Set task | Print every one of the records below word for word, omitting the pictures.

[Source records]
** BEGIN **
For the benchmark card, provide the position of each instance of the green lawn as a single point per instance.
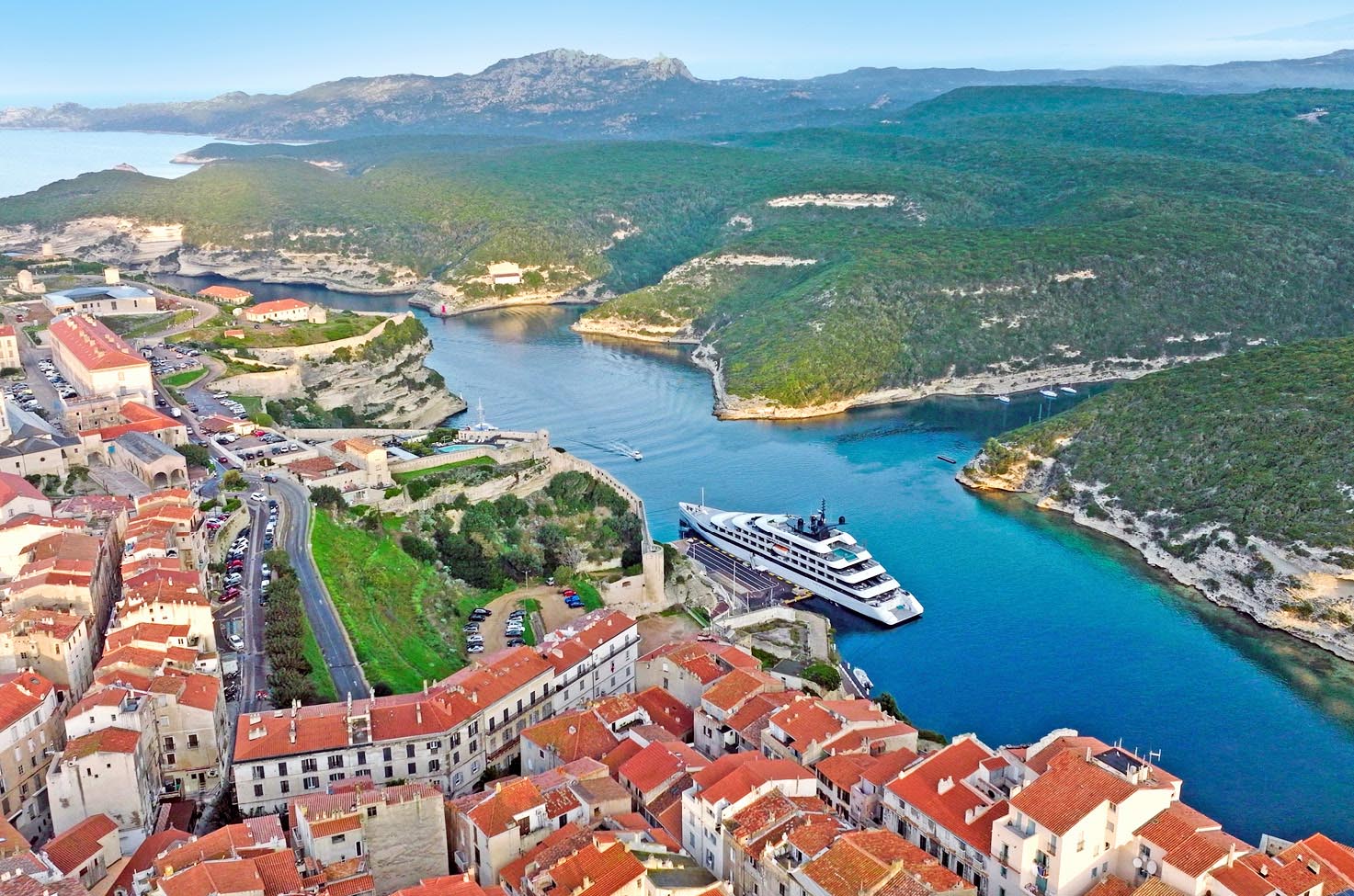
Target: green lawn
(378, 590)
(531, 606)
(318, 667)
(183, 378)
(431, 471)
(586, 590)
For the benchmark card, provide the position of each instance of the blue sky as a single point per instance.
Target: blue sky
(180, 51)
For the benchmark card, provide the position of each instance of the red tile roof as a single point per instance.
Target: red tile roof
(666, 710)
(879, 862)
(734, 776)
(275, 306)
(94, 344)
(20, 693)
(573, 735)
(1068, 790)
(919, 787)
(498, 809)
(77, 845)
(229, 292)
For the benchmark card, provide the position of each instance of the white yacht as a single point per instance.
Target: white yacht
(814, 554)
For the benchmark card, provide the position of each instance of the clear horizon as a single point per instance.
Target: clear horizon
(283, 48)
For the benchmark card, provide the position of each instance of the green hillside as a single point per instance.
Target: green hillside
(1258, 441)
(1193, 225)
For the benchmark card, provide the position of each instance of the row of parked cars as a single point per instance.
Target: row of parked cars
(59, 382)
(514, 629)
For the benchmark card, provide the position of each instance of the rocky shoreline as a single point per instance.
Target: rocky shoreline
(730, 406)
(1230, 578)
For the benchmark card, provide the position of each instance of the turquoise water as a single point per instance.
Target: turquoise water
(1030, 621)
(34, 157)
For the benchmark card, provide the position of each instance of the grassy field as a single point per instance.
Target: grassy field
(183, 378)
(431, 471)
(318, 667)
(340, 325)
(380, 592)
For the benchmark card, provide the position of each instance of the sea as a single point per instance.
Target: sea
(1032, 623)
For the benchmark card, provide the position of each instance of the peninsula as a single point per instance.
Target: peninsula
(1228, 474)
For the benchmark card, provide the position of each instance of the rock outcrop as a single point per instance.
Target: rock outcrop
(1276, 586)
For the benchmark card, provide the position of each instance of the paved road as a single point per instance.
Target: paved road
(324, 618)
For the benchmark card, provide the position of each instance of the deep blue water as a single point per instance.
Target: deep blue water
(1030, 621)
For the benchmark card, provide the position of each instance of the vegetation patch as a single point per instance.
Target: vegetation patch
(382, 597)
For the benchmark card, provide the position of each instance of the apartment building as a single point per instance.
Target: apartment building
(30, 732)
(57, 646)
(592, 657)
(97, 361)
(400, 832)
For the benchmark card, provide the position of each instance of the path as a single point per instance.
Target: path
(324, 618)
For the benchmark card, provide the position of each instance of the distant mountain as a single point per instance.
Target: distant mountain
(566, 94)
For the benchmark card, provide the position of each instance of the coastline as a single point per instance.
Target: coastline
(730, 406)
(1215, 574)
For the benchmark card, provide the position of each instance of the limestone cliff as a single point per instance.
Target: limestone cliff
(1303, 593)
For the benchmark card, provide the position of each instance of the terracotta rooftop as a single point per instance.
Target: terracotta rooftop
(20, 693)
(94, 344)
(498, 809)
(1068, 790)
(77, 845)
(275, 306)
(228, 292)
(919, 787)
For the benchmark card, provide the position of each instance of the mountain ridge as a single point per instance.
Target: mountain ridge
(572, 94)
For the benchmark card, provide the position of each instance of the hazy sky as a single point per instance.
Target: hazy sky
(99, 51)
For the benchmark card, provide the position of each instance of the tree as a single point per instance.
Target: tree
(890, 706)
(326, 497)
(824, 675)
(195, 455)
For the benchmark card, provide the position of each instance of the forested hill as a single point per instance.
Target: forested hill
(580, 95)
(1256, 444)
(991, 233)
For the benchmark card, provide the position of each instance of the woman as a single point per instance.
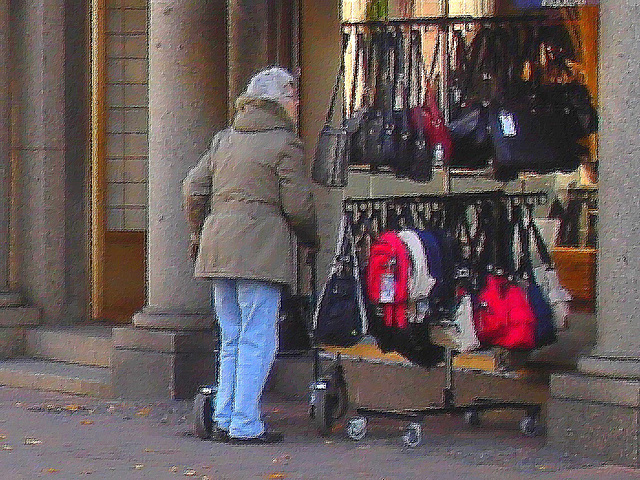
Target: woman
(254, 179)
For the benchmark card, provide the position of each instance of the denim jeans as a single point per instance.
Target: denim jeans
(247, 312)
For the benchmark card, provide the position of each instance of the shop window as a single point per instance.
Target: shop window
(126, 114)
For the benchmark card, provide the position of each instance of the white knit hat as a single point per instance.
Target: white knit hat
(273, 83)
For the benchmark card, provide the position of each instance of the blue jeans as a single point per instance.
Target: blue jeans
(247, 312)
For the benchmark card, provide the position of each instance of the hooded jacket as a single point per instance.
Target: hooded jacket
(255, 179)
(389, 255)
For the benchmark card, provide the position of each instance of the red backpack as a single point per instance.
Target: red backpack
(388, 278)
(503, 315)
** END **
Written response |
For the benchmark card, provide the position of each instance of the green lawn as a single point per instance.
Target: green lawn
(378, 590)
(531, 606)
(318, 667)
(183, 378)
(431, 471)
(586, 590)
For the benchmark card, provide the position of each instance of the blue sky as a single point per instance.
Target: blue sky
(180, 51)
For the benchmark card, provide the position of each instance of the red tile roof as a single point per instance.
Target: red tile roof
(666, 710)
(879, 862)
(734, 776)
(275, 306)
(94, 344)
(20, 693)
(573, 735)
(1068, 790)
(919, 787)
(498, 809)
(77, 845)
(229, 292)
For the benchmark card, provide the position of each instance of the white yacht as a single point per instance.
Target: white yacht
(814, 554)
For the benchmark card, provide the position of each instance of the clear horizon as a single point per instance.
Target: clear horizon
(283, 48)
For the benchmark card, provide the position of each instance of the green hillside as a single point per instance.
Target: green hillside
(1258, 441)
(1193, 225)
For the benchmark card, provide the position of each instance of the row of parked cars as a single point per instance.
Target: row of parked cars
(59, 382)
(514, 629)
For the benchmark card, provide the position of each instance of the rocky shoreline as a single point per instance.
Target: rocky shoreline
(730, 406)
(1230, 578)
For the benchmark card, provide the position of each instance of the turquoise water as a single point per instance.
Target: turquoise water
(1030, 621)
(34, 157)
For the benchmark card, provide the position of each instance of the grassy field as a single point per instance.
Target: grassy field
(183, 378)
(431, 471)
(318, 667)
(340, 325)
(380, 592)
For the benchmark card, provide the position of each instance of the sea as a single point per instance.
Target: sea
(1032, 623)
For the benchmark card, provide the position of each instance of the peninsula as a single point per instance.
Target: peninsula
(1228, 474)
For the benchmark card, provide the position of each instance of the rock outcrop as a single point per instance.
Target: rock outcrop
(1276, 586)
For the benchmark card, provide the position of each instance of the paved road as a single point per instance.
Target: paved road
(324, 618)
For the benchmark card, provide the position of each instance of the deep blue water as a single point per instance.
Target: deep blue water
(1030, 621)
For the benchmark card, provide the position of each instance of the vegetation patch as a single point per instance.
Target: vegetation patch
(382, 597)
For the benchmark card, provide the position of each instance of the apartment building as a single point per instance.
Target: apartment building
(30, 732)
(57, 646)
(592, 657)
(97, 361)
(400, 832)
For the benchmark card, provide the position of each instance of the path as a single point per instance.
Target: path
(324, 618)
For the benchmark card, provide the position of each instance of the distant mountain as a single point per instance.
Target: distant mountain
(566, 94)
For the benchmark card, provide the position of each instance of the coastline as a single point per instance.
Target: coastline
(730, 406)
(1215, 574)
For the benchmark card, provide the position of each instance of the limestone cliff as a single point per instance.
Target: limestone cliff
(1303, 593)
For the benchmark card, provide the position of each instance of the terracotta rooftop as a single point per instance.
Target: terracotta rooftop
(20, 693)
(94, 344)
(498, 809)
(1068, 790)
(77, 845)
(275, 306)
(228, 292)
(919, 787)
For the benchmark card, provide the position of each instance of the mountain ridge as a single point per instance.
Target: mountain ridge
(572, 94)
For the benchmark card, provide the position of each instance of the hazy sky as a single point per instance.
Target: hazy sky
(99, 51)
For the benchmark card, provide the position of each instance of the tree as a single point per instance.
Target: tree
(890, 706)
(326, 497)
(824, 675)
(195, 455)
For the benchmark card, provide the position of each instance of the forested hill as a single point per instance.
Target: forested hill
(580, 95)
(1256, 444)
(991, 233)
For the benchmark card, provide the position of each instance of the woman as a single point per instance.
Target: woman
(254, 179)
For the benchmark card, provide the position of each instance of the denim jeans as a single point per instance.
Target: denim jeans
(247, 312)
For the benchmark card, provide the position of each instance of the shop window as a single point per instance.
Target: shop window
(126, 114)
For the benchmark card, provide the position of each instance of the white knit hat as a single point per instance.
Target: white knit hat
(273, 83)
For the benchmark card, provide the position of each instance of the blue jeans as a single point per instance.
Target: blue jeans
(247, 312)
For the benchmark card, provide the position of each instance of the hooded jacket as a single point per instance.
Target: hooded jacket
(255, 179)
(389, 255)
For the benchmark card, provide the position of each instance of the red backpack as a single point per instance.
Target: red backpack
(388, 278)
(503, 315)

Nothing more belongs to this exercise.